Object point labels:
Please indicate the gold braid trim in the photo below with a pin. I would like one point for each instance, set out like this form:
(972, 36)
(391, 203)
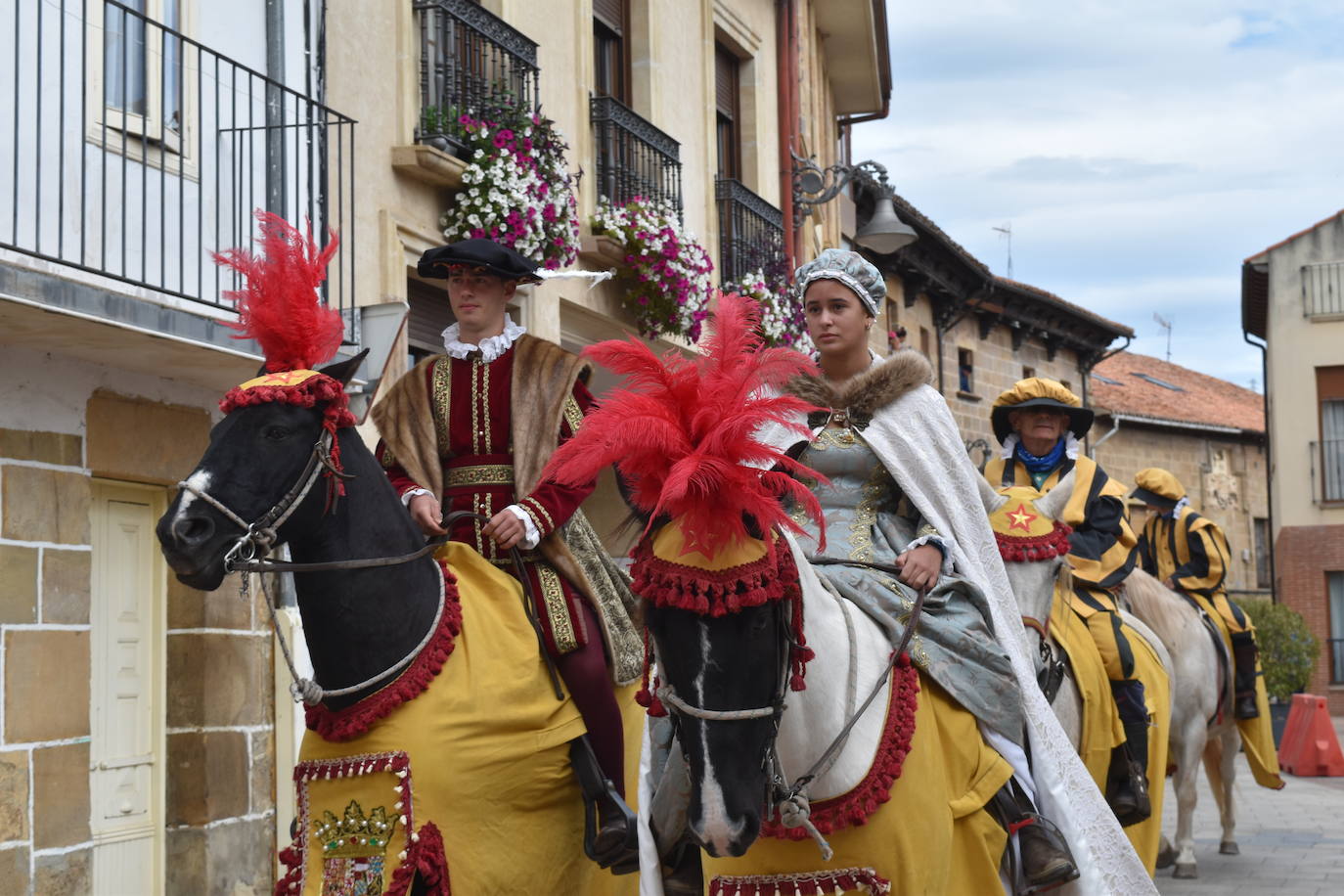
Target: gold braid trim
(442, 395)
(553, 596)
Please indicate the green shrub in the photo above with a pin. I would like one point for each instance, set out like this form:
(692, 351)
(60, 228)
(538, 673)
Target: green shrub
(1287, 648)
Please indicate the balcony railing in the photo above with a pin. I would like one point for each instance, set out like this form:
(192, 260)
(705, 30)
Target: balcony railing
(1322, 289)
(750, 234)
(135, 152)
(633, 157)
(471, 62)
(1329, 456)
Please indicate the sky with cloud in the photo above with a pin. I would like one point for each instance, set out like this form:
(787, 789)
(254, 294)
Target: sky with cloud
(1139, 148)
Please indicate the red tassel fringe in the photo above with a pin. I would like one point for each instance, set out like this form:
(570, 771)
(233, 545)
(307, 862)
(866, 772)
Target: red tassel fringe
(424, 859)
(354, 720)
(1015, 548)
(822, 882)
(704, 591)
(856, 806)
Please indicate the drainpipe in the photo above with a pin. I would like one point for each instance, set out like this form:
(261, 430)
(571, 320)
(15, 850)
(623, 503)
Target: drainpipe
(276, 191)
(785, 54)
(1269, 467)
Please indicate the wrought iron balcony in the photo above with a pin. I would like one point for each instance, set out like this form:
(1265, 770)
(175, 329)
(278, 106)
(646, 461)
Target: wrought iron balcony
(635, 160)
(471, 62)
(1322, 289)
(135, 152)
(1329, 454)
(750, 234)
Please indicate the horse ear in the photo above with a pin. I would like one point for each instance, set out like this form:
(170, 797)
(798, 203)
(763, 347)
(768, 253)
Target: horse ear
(991, 499)
(343, 371)
(1053, 503)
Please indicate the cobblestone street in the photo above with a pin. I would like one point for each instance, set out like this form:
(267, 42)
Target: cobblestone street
(1292, 840)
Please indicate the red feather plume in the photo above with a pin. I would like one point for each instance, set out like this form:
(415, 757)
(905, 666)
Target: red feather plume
(682, 430)
(279, 305)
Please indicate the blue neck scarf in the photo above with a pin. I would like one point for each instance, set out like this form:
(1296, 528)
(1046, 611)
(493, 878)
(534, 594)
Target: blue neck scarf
(1043, 464)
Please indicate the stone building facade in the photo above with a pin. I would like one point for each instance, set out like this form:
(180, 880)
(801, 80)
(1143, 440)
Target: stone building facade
(137, 716)
(1293, 301)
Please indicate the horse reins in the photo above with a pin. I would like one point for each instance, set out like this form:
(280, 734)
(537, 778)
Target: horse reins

# [WHAT IS ASKED]
Rewrite everything from the line containing "Please indicate the stone" down to the end of the material above as a numbered list, omitting any blank lines.

# [TASK ANSWER]
1. Please indicate the stone building facade in the photo above with a pin. I would like one point for each instance, set out like this form:
2. (180, 880)
3. (801, 80)
4. (1143, 440)
5. Target: stone building facade
6. (137, 716)
7. (1293, 301)
8. Please indicate the horse reins in the photo above with a pin. I would like one point for each instance, set out like this form:
9. (280, 734)
10. (537, 778)
11. Target: horse reins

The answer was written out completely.